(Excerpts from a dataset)
::::::::::

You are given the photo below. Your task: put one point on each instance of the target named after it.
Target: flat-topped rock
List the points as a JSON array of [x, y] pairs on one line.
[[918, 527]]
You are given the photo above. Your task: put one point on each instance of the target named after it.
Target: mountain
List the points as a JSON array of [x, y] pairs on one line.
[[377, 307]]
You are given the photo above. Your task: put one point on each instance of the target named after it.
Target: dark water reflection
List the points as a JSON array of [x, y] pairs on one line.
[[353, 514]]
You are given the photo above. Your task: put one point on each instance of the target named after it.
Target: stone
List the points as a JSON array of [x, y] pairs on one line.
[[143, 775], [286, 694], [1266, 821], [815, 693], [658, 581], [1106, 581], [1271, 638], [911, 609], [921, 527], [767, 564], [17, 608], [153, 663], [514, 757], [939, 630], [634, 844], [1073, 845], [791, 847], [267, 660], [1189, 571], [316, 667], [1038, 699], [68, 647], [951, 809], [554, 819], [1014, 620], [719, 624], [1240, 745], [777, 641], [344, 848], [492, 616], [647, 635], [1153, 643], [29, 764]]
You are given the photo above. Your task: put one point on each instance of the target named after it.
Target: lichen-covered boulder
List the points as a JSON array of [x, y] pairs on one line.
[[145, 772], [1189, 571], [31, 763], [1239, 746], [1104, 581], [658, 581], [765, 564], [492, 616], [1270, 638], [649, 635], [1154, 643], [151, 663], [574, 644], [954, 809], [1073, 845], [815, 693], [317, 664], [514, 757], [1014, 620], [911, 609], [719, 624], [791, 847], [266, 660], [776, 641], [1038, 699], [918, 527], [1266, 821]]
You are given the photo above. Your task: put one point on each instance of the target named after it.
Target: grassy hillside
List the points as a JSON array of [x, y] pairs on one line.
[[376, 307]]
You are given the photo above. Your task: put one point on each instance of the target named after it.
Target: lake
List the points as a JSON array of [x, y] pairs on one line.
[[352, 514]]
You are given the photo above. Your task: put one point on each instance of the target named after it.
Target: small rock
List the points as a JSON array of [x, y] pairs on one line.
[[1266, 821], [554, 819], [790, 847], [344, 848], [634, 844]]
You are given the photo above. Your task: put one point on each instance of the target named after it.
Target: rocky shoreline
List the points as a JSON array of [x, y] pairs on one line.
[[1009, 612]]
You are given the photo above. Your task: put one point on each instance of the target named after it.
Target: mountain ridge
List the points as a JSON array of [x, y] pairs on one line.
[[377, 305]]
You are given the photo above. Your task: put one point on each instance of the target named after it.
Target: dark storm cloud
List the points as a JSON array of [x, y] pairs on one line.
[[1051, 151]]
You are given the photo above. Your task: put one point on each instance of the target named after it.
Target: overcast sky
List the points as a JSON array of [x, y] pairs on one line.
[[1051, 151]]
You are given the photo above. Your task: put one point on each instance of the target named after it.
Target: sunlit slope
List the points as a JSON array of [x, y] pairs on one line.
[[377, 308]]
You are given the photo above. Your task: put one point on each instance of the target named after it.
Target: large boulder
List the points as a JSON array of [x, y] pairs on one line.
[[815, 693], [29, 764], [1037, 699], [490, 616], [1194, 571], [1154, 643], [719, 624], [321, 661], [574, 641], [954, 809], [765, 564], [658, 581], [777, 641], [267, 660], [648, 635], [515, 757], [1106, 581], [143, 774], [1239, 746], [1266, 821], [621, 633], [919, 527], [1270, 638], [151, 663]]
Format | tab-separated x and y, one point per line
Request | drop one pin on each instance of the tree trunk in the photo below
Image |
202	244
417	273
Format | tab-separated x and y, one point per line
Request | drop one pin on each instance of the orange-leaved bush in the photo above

::::::::::

Where a line in the records above contains the string "Request", return that line.

== Result of this exercise ==
Request | drop one pin on each instance of the tree trunk in the photo below
Request | drop one pin on each instance of the orange-leaved bush in the photo above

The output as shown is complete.